• _The data_:
_ _ _

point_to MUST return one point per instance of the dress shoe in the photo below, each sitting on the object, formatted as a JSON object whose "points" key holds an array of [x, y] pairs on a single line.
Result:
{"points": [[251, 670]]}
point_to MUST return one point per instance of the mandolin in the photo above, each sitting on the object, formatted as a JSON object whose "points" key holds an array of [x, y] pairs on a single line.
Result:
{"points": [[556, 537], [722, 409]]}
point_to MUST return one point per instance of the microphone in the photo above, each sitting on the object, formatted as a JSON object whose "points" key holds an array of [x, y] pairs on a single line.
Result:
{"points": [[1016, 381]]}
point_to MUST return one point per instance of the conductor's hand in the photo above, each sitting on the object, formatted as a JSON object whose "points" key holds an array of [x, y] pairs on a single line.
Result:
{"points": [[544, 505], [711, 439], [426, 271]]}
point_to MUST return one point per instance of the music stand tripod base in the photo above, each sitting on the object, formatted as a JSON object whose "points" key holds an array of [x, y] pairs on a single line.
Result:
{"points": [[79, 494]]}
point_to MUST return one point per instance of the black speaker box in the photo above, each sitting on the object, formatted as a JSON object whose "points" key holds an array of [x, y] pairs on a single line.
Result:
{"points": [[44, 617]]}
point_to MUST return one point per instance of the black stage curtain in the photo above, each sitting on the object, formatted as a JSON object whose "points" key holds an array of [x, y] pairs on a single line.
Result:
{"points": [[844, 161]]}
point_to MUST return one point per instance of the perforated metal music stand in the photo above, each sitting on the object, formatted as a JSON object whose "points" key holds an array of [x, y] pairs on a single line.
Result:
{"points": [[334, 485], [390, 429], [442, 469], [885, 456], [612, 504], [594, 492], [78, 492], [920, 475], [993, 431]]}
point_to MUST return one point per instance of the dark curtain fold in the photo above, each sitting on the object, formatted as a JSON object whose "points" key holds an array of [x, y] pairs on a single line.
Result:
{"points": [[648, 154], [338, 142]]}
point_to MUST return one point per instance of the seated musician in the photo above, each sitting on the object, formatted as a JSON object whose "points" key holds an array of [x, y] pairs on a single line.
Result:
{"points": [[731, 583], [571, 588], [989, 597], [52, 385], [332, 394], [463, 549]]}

_ _ _

Exactly as they stand above, write out all the entries again.

point_to MUST return one point per instance of the dress shoe in the photo below, each sitting on the object, formatted as a JSON object whose "points" key holds an array of [x, y] pairs on a single line.
Result:
{"points": [[251, 670]]}
point_to MUST return one point per instance of the mandolin in the photo above, each sitting on the object, formatted as a JSON object whose "points" key holds an array of [x, y] pairs on a single line.
Result:
{"points": [[556, 537], [722, 409]]}
point_to MUST return one point per instance of the microphone in the photo above, each sitting on the object, formatted as a JSON object whose "points" key holds an array of [x, y] pairs on a single line.
Result:
{"points": [[1016, 381]]}
point_to MUST return one point per instance of the conductor's hand in the photo above, each sitting on the object, formatted as a JSON object whose "points" key holds an array of [x, y] pairs on a single line.
Result:
{"points": [[544, 505], [711, 439], [426, 271]]}
point_to MUST return one point per instance of the music stand tripod base in the photo above, each sitting on the object, formatted as a JSON object whose "points" key holds an array of [x, y] pairs on a single line.
Result:
{"points": [[79, 494]]}
point_to MUST return one point per instance of the black speaker box in the photo above, each sitting on the object, formatted as a JSON object whose "points" key holds an array of [x, y] pairs on a single line.
Result:
{"points": [[44, 617]]}
point_to MUST return one point per instance of the black stage curtain in the photo above, each sitting on the object, formatted as a JSON object whose "points" key holds an array of [x, y] pairs on a single line.
Result:
{"points": [[844, 161]]}
point_to MUST return one point per instance of the perforated metal music stand in the photo above, each sitting on the object, formatted as a JSON object whose "points" key holds an array of [x, y] pairs on a single line.
Result:
{"points": [[334, 485], [390, 429], [442, 469], [885, 456], [612, 504], [594, 492], [78, 492], [920, 475], [993, 431]]}
point_to MUST return one point per instance of the dark curtain fold in the photo above, each sitting on the object, formatted as a JSON object whose "points" key holds an array of [x, y] pairs on a single line.
Result:
{"points": [[648, 154], [338, 142]]}
point_to MUST return one point per instance of the seated musician in the photo above, each sitting on the object, formatted as a JSON object whose "points" key holds an array of [x, y] pairs on a single line.
Result:
{"points": [[731, 583], [571, 588], [989, 597], [52, 385], [332, 394], [463, 549]]}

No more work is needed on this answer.